**PROBLEM STATEMENT:**
Please rewrite every line of the data from the one containing "Please draw the outline of every instance of the parking" through the end of the data, inclusive, keeping the lines as they are except that each coordinate in the answers is shifted up by 47.
----- INPUT ROWS -----
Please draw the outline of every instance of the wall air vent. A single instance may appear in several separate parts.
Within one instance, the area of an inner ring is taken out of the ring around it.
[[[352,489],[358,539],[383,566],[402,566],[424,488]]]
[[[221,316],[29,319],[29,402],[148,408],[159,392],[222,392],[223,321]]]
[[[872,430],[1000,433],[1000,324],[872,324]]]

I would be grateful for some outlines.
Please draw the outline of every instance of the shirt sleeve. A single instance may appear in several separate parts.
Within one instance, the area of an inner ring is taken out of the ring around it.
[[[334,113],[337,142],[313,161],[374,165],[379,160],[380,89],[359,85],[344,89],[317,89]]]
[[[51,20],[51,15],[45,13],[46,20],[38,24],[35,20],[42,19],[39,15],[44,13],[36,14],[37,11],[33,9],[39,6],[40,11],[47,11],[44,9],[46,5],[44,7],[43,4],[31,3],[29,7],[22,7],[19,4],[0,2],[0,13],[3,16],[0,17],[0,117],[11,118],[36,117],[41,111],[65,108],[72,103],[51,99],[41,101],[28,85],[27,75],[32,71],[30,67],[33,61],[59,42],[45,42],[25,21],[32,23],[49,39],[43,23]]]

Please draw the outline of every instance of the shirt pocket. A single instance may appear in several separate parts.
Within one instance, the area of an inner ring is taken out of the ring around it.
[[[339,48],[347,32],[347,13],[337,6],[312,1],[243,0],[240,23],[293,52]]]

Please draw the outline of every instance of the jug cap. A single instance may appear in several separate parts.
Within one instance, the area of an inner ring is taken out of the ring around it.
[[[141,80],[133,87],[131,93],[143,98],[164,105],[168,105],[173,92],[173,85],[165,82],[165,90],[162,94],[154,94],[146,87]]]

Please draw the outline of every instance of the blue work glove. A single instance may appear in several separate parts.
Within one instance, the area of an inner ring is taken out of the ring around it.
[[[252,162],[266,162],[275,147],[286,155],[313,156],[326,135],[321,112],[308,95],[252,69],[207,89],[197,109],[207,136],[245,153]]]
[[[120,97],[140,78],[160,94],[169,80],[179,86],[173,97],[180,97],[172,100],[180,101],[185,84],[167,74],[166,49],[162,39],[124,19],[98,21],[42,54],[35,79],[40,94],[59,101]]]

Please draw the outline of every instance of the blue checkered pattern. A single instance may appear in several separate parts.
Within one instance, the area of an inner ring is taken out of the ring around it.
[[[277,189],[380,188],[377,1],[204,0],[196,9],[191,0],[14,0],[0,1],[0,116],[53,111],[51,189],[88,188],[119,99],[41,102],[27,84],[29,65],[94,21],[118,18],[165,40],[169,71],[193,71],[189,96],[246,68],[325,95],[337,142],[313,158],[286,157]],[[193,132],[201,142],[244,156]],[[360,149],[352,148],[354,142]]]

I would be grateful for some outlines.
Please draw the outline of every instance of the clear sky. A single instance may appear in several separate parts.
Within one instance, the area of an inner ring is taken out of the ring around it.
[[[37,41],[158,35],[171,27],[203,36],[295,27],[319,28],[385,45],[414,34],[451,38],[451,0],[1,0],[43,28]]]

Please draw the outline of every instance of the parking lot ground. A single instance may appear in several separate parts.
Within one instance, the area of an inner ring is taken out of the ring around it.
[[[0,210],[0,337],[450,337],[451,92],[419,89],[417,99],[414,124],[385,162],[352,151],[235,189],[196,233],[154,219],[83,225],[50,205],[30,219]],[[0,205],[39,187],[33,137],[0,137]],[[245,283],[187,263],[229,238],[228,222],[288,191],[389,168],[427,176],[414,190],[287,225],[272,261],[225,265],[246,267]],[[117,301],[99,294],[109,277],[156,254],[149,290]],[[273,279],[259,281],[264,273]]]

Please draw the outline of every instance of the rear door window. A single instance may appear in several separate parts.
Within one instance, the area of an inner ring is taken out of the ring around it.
-----
**FINISHED TASK:**
Please draw the outline of every instance of the parking lot ground. A single instance may appear in several separate parts.
Within one instance, the area of an inner ring is taken out of the ring around it.
[[[47,257],[47,384],[497,384],[498,139],[466,136],[464,146],[461,171],[432,209],[399,198],[282,236],[243,280],[201,266],[130,272],[97,252],[77,266]],[[47,252],[86,234],[80,184],[47,184]],[[292,330],[234,310],[276,285],[275,269],[335,238],[436,215],[474,223],[461,237],[334,272],[319,308],[272,312],[293,314]],[[164,348],[146,341],[156,324],[203,301],[196,337]],[[320,326],[306,328],[311,320]]]

Please draw the outline of every instance of the rear door window. A single instance may appear in several separate parts.
Within one instance, the area of an inner ring is taken out of the ring around it.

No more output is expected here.